Texte à lire —
---------------
Dans cette région stratégique, riche en hydrocarbures et amenée à jouer un rôle croissant dans le commerce mondial à la faveur du changement climatique et de la fonte des glaces, les intérêts du Kremlin s'opposent à ceux de plusieurs autres pays, dont les Etats-Unis.
Avant le sommet du Conseil de l'Arctique, qui se tiendra jeudi et dont la Russie prendra la présidence tournante, l'armée russe a donné accès à un groupe de médias, dont l'AFP, à sa base du "Trèfle Arctique" sur l'archipel François-Joseph.
Ici, à 600 kilomètres à peine du pôle Nord, les soldats de Moscou sont installées pour rester et entendent le faire savoir: sur un territoire de plus de 14.000 mètres carrés, ils ont construit, sur les ruines de vieux sites soviétiques, un complexe capable de fonctionner en autarcie pendant près d'un an et demi.
La base est équipée d'une station d'épuration et de chauffage de l'eau, d'une centrale électrique, mais aussi d'une clinique, d'une salle de sport, d'un cinéma, d'un sauna et d'une église. Le tout est relié par des tunnels chauffés permettant aux quelque 150 militaires de ne pas avoir à sortir dans le froid polaire, sauf nécessité.
"Nous pouvons comparer ce complexe à une station spatiale, la seule différence étant qu'il ne se trouve pas en orbite mais dans le désert arctique", se félicite le général Igor Tchourkine, l'un des commandants de la flotte du Nord qui occupe les lieux.
Balayée par les vents et soumise à des températures pouvant descendre jusqu'à -42°C, la base comprend aussi un aérodrome géant, d'où ont décollé en mars deux chasseurs MiG-31, parvenant à franchir le pôle Nord avant de revenir sur l'archipel.
Les officiers de cette installation militaire, la plus au Nord au monde, se vantent aussi de leur système de défense côtière Bastion, d'une portée de 360 kilomètres et qui a montré sa "fiabilité" dans les conditions météorologiques extrêmes de l'Arctique, selon le commandant Balabek Eminov.
---------------
Exercice proposé —
Poursuivez le texte sur la base militaire russe de l'Arctique à partir de sa dernière phrase. Les lignes ci-dessous n'ont aucun lien avec le texte sur la base militaire russe de l'Arctique.

Extrait des données —
---------------
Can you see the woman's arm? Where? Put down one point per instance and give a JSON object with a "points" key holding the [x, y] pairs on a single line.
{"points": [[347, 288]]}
---------------
Résultat obtenu —
Car dans cette région stratégique, les contentieux n'ont fait que se renforcer ces dernières années entre forces armées, la Russie comme l'Otan multipliant les manoeuvres et affichant ouvertement leurs ambitions.
Ivan Glouchtchenko, l'un des officiers de la base, raconte ainsi que ses hommes ont repéré la veille un avion de reconnaissance norvégien, qui s'est approché à une centaine de kilomètres sans pour autant violer la frontière. Les Russes ont réagi en envoyant un appareil pour "l'accompagner" quelques heures.
"Les forces armées américaines et celles de l'Otan ont pris l'habitude de conduire des manoeuvres régulières dans l'Arctique. On avait pas vu ça depuis la fin de la Seconde guerre mondiale", souligne Alexandre Moisseïev, le commandant de la flotte du Nord.
S'exprimant depuis un croiseur nucléaire dans le port de Severomorsk, ville fermée de l'Arctique, il dénonce les "actions provocatrices" de Washington dans la région, ses vols de bombardiers stratégiques aux frontières russes et ses sous-marins en mer de Barents et au large de la Norvège, membre de l'Otan.
La Russie a très largement renforcé sa présence militaire dans la région ces dernières années, la base du "Trèfle Arctique" n'étant que le dernier maillon en date. Moscou déploie notamment des systèmes de défense anti-aérienne dernier cri, les S-400.
C'est que le Kremlin espère y devenir la première puissance militaire et économique, profitant des retombées financières du passage du Nord-Est, route maritime entre l'Europe à l'Asie qui se développe avec le recul des glaces.
Le chef de la diplomatie russe, Sergueï Lavrov, a ainsi martelé lundi que l'Arctique était une zone d'influence légitime de Moscou et dénoncé "l'offensive" occidentale dans la région. Il doit rencontrer jeudi son homologue américain en marge du sommet du Conseil de l'Arctique.
Pour les soldats du "Trèfle Arctique", les incursions étrangères se limitent pour l'instant à celles d'ours polaires. En deux ans et demi, l'officier Sergueï Mourzaïev raconte en avoir croisé trois.